● **YOUR INSTRUCTIONS**:
The records that follow should be retyped word for word.

(Entries from a pointing dataset)
┏━━

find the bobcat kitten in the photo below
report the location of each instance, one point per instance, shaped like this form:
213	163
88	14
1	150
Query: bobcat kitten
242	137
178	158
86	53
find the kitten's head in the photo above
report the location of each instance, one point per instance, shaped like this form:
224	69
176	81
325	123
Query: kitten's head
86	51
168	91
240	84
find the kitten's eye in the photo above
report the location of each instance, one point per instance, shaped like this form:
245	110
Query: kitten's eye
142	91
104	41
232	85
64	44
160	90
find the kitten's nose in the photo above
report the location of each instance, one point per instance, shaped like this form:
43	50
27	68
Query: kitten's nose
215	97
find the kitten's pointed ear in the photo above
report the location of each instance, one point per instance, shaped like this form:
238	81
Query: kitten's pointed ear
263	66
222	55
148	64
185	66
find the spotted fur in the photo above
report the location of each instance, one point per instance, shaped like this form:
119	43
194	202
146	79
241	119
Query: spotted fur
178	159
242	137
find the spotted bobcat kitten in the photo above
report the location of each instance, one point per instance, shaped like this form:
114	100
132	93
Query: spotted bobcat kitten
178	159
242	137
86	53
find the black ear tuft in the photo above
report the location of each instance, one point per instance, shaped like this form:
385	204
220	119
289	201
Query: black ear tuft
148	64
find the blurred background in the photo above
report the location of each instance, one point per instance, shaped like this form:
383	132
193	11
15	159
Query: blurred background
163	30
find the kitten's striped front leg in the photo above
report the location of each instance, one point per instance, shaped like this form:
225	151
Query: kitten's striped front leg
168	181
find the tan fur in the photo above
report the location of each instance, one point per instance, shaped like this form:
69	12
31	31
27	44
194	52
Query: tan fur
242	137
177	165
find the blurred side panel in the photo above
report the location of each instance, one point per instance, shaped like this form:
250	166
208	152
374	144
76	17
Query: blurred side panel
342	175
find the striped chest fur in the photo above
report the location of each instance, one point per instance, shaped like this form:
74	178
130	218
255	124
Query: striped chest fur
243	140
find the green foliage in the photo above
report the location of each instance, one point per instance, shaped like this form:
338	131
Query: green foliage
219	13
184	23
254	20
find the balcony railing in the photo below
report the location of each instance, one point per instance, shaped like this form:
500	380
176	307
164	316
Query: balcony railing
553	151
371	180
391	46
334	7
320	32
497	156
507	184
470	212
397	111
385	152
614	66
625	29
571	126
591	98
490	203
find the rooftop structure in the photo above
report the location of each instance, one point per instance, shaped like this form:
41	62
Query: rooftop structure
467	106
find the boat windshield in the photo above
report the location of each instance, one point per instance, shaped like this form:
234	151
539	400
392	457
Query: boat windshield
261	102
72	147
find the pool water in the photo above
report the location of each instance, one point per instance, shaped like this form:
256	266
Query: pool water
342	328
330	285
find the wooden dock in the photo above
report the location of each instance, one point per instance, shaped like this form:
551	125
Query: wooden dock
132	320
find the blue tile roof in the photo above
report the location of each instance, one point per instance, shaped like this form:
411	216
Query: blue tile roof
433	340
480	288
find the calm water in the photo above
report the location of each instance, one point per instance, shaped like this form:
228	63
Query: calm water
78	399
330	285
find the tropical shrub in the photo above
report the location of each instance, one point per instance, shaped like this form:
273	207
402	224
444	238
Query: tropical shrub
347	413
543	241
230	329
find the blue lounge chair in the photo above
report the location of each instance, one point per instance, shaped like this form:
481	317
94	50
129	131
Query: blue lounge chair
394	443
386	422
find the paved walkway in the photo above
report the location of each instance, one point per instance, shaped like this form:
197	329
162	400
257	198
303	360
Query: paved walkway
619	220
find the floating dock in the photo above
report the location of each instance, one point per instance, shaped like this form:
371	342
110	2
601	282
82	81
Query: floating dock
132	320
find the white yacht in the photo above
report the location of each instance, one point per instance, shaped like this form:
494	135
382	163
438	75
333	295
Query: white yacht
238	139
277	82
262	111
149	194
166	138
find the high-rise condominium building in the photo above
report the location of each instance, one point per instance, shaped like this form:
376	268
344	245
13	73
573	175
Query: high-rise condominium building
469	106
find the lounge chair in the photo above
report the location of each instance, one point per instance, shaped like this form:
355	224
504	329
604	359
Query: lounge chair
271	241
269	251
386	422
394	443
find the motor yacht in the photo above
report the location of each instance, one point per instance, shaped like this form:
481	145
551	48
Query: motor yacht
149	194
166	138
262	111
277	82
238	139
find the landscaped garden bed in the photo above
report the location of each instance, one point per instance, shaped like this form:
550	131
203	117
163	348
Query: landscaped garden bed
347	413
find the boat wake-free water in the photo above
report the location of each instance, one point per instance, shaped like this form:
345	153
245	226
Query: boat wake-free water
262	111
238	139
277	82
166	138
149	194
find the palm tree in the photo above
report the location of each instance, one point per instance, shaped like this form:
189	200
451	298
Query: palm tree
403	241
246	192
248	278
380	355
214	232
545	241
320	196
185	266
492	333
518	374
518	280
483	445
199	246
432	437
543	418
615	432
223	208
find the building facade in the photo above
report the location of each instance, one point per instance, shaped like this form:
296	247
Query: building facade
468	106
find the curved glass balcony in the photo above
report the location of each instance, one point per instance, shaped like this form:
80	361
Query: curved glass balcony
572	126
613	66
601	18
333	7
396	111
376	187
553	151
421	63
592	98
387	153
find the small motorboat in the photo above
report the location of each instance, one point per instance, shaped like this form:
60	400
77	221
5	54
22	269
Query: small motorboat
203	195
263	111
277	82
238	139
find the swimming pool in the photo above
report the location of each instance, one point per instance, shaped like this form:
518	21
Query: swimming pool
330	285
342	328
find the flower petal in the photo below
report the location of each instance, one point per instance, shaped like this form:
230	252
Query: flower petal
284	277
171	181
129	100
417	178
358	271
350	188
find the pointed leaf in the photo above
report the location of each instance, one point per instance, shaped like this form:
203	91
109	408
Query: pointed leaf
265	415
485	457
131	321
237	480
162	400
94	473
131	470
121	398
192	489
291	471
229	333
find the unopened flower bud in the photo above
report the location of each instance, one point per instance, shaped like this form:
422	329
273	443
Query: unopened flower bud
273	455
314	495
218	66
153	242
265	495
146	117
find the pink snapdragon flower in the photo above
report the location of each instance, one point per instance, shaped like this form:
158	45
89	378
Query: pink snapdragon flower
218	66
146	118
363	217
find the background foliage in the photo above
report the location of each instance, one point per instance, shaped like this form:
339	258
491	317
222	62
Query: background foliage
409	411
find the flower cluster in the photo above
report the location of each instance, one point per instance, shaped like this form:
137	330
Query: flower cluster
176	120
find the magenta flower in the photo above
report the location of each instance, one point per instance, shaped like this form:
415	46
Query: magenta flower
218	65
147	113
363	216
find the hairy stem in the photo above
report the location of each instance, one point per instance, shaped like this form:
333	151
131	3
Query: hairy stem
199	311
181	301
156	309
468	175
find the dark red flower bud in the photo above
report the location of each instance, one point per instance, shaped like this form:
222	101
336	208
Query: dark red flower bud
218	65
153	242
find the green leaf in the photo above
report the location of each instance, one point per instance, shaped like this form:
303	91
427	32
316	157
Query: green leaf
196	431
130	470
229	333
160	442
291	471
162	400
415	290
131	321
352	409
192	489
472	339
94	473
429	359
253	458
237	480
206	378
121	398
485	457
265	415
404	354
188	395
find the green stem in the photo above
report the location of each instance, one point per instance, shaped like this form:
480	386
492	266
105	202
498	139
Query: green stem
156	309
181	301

┗━━

● **PROBLEM SOLUTION**:
find the bobcat kitten in the photo below
report the location of each instance, one point per instance, shaped like this form:
213	163
88	14
1	150
Query: bobcat kitten
242	137
178	158
86	53
find the kitten's head in the photo above
report the location of each instance, one point per instance, shaped like this form:
224	69
176	81
325	123
Query: kitten's head
86	51
168	91
240	84
find the kitten's eye in the photo above
report the location of each instance, one point per instance, shaped like this form:
245	110
Query: kitten's eye
142	91
104	41
232	85
64	44
160	90
find the kitten's nose in the photo above
report the location of each instance, one point per instance, shaped like this form:
43	50
27	68
Query: kitten's nose
215	97
find the kitten's pointed ear in the photo above
report the location of each instance, one point per instance, shaped like this form:
238	81
Query: kitten's pointed ear
263	66
222	55
148	64
185	66
find the spotted fur in the photo above
report the location of each instance, one point per instance, shaped like this form:
119	43
194	202
146	79
241	119
Query: spotted fur
178	159
242	137
find the spotted bobcat kitten in the photo above
report the location of each instance, one point per instance, shaped like this form:
114	100
132	93
Query: spotted bobcat kitten
178	159
242	137
86	53
find the black ear tuft in the photo above
report the location of each instance, one point per instance, shaped like this form:
385	204
220	119
289	201
Query: black ear tuft
148	64
find the blurred background in the photo above
report the location of each instance, one point per instance, shaped like this form:
383	132
193	11
15	159
Query: blurred background
163	30
find the kitten's striped front leg in the photo above
report the location of each instance, one point per instance, shaped like this form:
225	151
Query: kitten's striped front leg
168	181
find the tan fur in the photo above
report the location of each instance, one point per instance, shaped like this form:
69	12
31	31
27	44
194	52
Query: tan fur
242	137
177	165
find the blurred side panel in the photo above
report the location of each instance, one point per instance, shaped like this form:
250	166
208	152
374	144
76	17
Query: blurred side panel
342	175
find the striped chest fur in the photo above
report the location of each instance, one point per instance, shaped like this form:
74	178
130	218
255	124
Query: striped chest fur
243	140
find the green foliage in the photo above
report the location of each instance, one point per instance, shaped like this form:
338	131
Query: green foliage
219	13
184	23
254	20
find the balcony railing in the photo below
report the location of each instance, one point per instance, shaped like this form:
500	380
176	307
164	316
Query: balcony railing
553	151
371	180
391	46
334	7
320	32
497	156
507	184
470	212
397	111
385	152
614	66
625	29
571	126
591	98
490	203
find the rooftop structure in the photo above
report the location of each instance, one point per instance, shaped like this form:
41	62
Query: rooftop structure
467	106
find the boat windshield in the photo above
report the location of each instance, one point per instance, shaped like this form:
234	151
539	400
392	457
Query: boat windshield
261	102
72	147
find the pool water in the photo above
report the location of each instance, one point per instance, shaped like this form:
256	266
Query: pool water
342	328
330	285
find the wooden dock in the photo above
report the location of each instance, one point per instance, shaped like this form:
551	125
Query: wooden dock
132	320
find the blue tile roof in the photo above
report the location of each instance, one point per instance, shaped like this form:
411	216
Query: blue tile roof
433	340
480	288
find the calm water in the photo above
report the location of each instance, one point per instance, shaped like this form:
228	63
Query: calm water
78	399
330	285
find the tropical shrub in the photo above
report the location of each instance, one point per instance, shaped like this form:
273	207
402	224
444	238
Query: tropical shrub
347	413
543	241
230	329
find the blue lounge chair in the photo above
report the location of each instance, one point per instance, shaped like this form:
481	317
94	50
129	131
Query: blue lounge chair
394	443
386	422
find the paved walkway in the photo above
report the location of each instance, one point per instance, shaped like this form:
197	329
162	400
257	198
303	360
Query: paved walkway
619	220
find the floating dock in the photo above
report the location of each instance, one point per instance, shaped like this form:
371	342
110	2
601	282
82	81
Query: floating dock
132	320
find the white yacht in the photo above
report the location of each instance, one point per instance, shaped like this form:
494	135
382	163
438	75
333	295
Query: white yacht
238	139
277	82
262	111
149	194
166	138
find the high-rise condominium building in the photo above
report the location of each instance, one point per instance, shaped like this form:
376	268
344	245
13	73
573	175
Query: high-rise condominium building
469	106
find the lounge chair in the photo above
report the location of each instance, one point per instance, shaped like this form:
355	224
504	329
604	359
Query: lounge chair
271	241
269	251
386	422
394	443
find the motor yacht in the photo above
report the location of each instance, one point per instance, shaped like this form:
481	145
551	48
Query: motor yacht
149	194
166	138
262	111
277	82
238	139
find the landscaped garden bed in the photo above
report the location of each instance, one point per instance, shaped like this form:
550	131
203	117
163	348
Query: landscaped garden bed
347	413
find the boat wake-free water in the photo above
report the location of each instance, one point per instance, shaped like this form:
345	153
245	226
Query: boat wake-free water
262	111
238	139
277	82
166	138
149	194
find the palm tree in the photo above
report the location of each instance, one point per instance, shaped like this form:
189	200
451	298
Query: palm tree
403	241
246	192
248	278
380	355
214	232
545	241
320	196
185	266
492	333
518	374
518	280
483	445
199	246
432	437
543	418
615	432
223	208
find the building facade in the photo above
report the location of each instance, one point per instance, shaped like this form:
296	247
Query: building facade
468	106
find the curved glass balcony in the photo above
report the location of each instance, one point per instance, shaped like this form:
80	361
Query: curved glass balcony
572	126
613	66
601	18
333	7
396	111
376	187
553	151
421	63
592	98
387	153
find the small motorboat in the photo above
report the location of each instance, one point per instance, shaped like this form:
60	400
77	221
5	54
22	269
Query: small motorboat
203	195
263	111
277	82
238	139
find the swimming pool in the photo above
report the location of each instance, one point per instance, shaped like this form:
518	21
Query: swimming pool
330	285
342	328
find the flower petal in the photo below
report the location of each instance, one point per instance, shaped like this form:
230	252
Query: flower petal
284	277
171	181
129	100
417	178
358	271
350	188
find the pointed leaf in the photo above
report the location of each instance, one point per instance, shaped like this form:
203	91
109	408
Query: pointed leaf
265	415
485	457
131	321
237	480
162	400
94	473
131	470
121	398
192	489
291	471
229	333
find the unopened flower bud in the photo above
report the location of each instance, one point per instance, shaped like this form:
422	329
273	443
Query: unopened flower bud
273	455
314	495
218	66
153	242
265	495
146	117
find the pink snapdragon flower in the photo above
report the location of each instance, one point per instance, shaped like this form:
158	45
89	378
Query: pink snapdragon flower
218	66
146	118
363	217
find the background foliage in the photo above
report the location of each instance, one point per instance, shaped like this form:
339	258
491	317
222	62
Query: background foliage
409	411
find the flower cluster in the photo above
report the location of each instance, one point per instance, shaped like this form:
137	330
Query: flower cluster
176	120
find the magenta flower in the photo above
report the location of each instance, one point per instance, shaped like this form:
415	46
Query: magenta flower
218	65
147	113
363	216
find the hairy stem in the photo above
report the location of each instance, one point per instance, shaped like this form:
333	151
131	3
Query: hairy stem
199	311
181	301
156	309
468	175
find the dark red flower bud in the photo above
report the location of each instance, one point per instance, shaped like this form:
222	101
336	208
Query: dark red flower bud
218	65
153	242
find the green leaf in the photo above
report the location of each instance, one point per instance, shaped like this form:
303	91
427	32
316	157
Query: green leaf
196	431
130	470
229	333
160	442
291	471
162	400
415	290
131	321
352	409
192	489
472	339
94	473
429	359
253	458
237	480
206	378
121	398
485	457
265	415
404	354
188	395
find the green stem in the photo above
report the location of each instance, one point per instance, shaped like this form:
480	386
492	266
105	202
498	139
Query: green stem
156	309
181	301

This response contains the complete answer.